Rewrite every line of the items below as a Markdown table with the columns Row and Line, numbering the rows and leaving out blank lines.

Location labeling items
>>>
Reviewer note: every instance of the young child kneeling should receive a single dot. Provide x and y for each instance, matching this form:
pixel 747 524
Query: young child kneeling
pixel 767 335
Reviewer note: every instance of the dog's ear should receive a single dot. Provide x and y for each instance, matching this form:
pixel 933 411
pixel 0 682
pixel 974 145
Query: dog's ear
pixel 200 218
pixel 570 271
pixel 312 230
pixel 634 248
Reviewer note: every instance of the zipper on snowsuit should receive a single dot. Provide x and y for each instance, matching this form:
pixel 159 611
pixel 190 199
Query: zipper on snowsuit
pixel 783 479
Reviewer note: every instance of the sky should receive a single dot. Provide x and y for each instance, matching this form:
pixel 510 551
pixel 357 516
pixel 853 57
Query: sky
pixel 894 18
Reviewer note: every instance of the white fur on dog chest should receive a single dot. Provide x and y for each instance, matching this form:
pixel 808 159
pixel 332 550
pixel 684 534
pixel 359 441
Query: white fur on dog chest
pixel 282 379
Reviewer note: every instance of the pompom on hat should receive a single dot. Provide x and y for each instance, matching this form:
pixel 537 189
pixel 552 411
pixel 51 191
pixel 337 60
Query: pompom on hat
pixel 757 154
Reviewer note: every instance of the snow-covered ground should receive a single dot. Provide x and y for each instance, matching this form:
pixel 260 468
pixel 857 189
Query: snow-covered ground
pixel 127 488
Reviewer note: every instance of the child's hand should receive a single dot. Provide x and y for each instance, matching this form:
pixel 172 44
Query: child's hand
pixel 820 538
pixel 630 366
<<<
=== Task response ===
| Row | Line |
|---|---|
| 1 | Reviewer note: every instance of the young child kneeling should receive a single dot. Provide x and y for each instance, matching this form: |
| 2 | pixel 747 524 |
| 3 | Query: young child kneeling |
| 4 | pixel 767 335 |
| 5 | Reviewer note: every instance of the dog's ear should receive a single dot. Provide x and y for each instance, matching this form: |
| 6 | pixel 933 411 |
| 7 | pixel 0 682 |
| 8 | pixel 974 145 |
| 9 | Query: dog's ear |
| 10 | pixel 200 218 |
| 11 | pixel 570 271 |
| 12 | pixel 312 230 |
| 13 | pixel 634 248 |
| 14 | Reviewer note: every instance of the zipper on snowsuit should receive a single dot. Provide x and y for each instance, matching this form: |
| 15 | pixel 159 611 |
| 16 | pixel 190 199 |
| 17 | Query: zipper on snowsuit |
| 18 | pixel 783 479 |
| 19 | Reviewer note: every instance of the sky should receive a single dot. Provide x and y for each instance, matching this form: |
| 20 | pixel 510 551 |
| 21 | pixel 357 516 |
| 22 | pixel 853 57 |
| 23 | Query: sky |
| 24 | pixel 894 18 |
| 25 | Reviewer note: every instance of the white fur on dog chest should receive a single dot. Provide x and y for each instance, matching this form: |
| 26 | pixel 808 159 |
| 27 | pixel 332 550 |
| 28 | pixel 684 534 |
| 29 | pixel 359 441 |
| 30 | Query: white fur on dog chest |
| 31 | pixel 282 379 |
| 32 | Reviewer note: every instance of the pompom on hat should receive a single dot. Provide x and y for each instance, matching this form: |
| 33 | pixel 537 189 |
| 34 | pixel 552 411 |
| 35 | pixel 51 191 |
| 36 | pixel 337 60 |
| 37 | Query: pompom on hat |
| 38 | pixel 757 154 |
| 39 | Reviewer note: every instance of the snow-covered ground should receive a single dot. Provide x and y for each instance, matching this form: |
| 40 | pixel 260 468 |
| 41 | pixel 857 189 |
| 42 | Query: snow-covered ground |
| 43 | pixel 127 488 |
| 44 | Reviewer note: every instance of the child's hand should receive a single dot. Provide x and y for each instance, matching this form: |
| 45 | pixel 172 44 |
| 46 | Query: child's hand |
| 47 | pixel 820 538 |
| 48 | pixel 630 366 |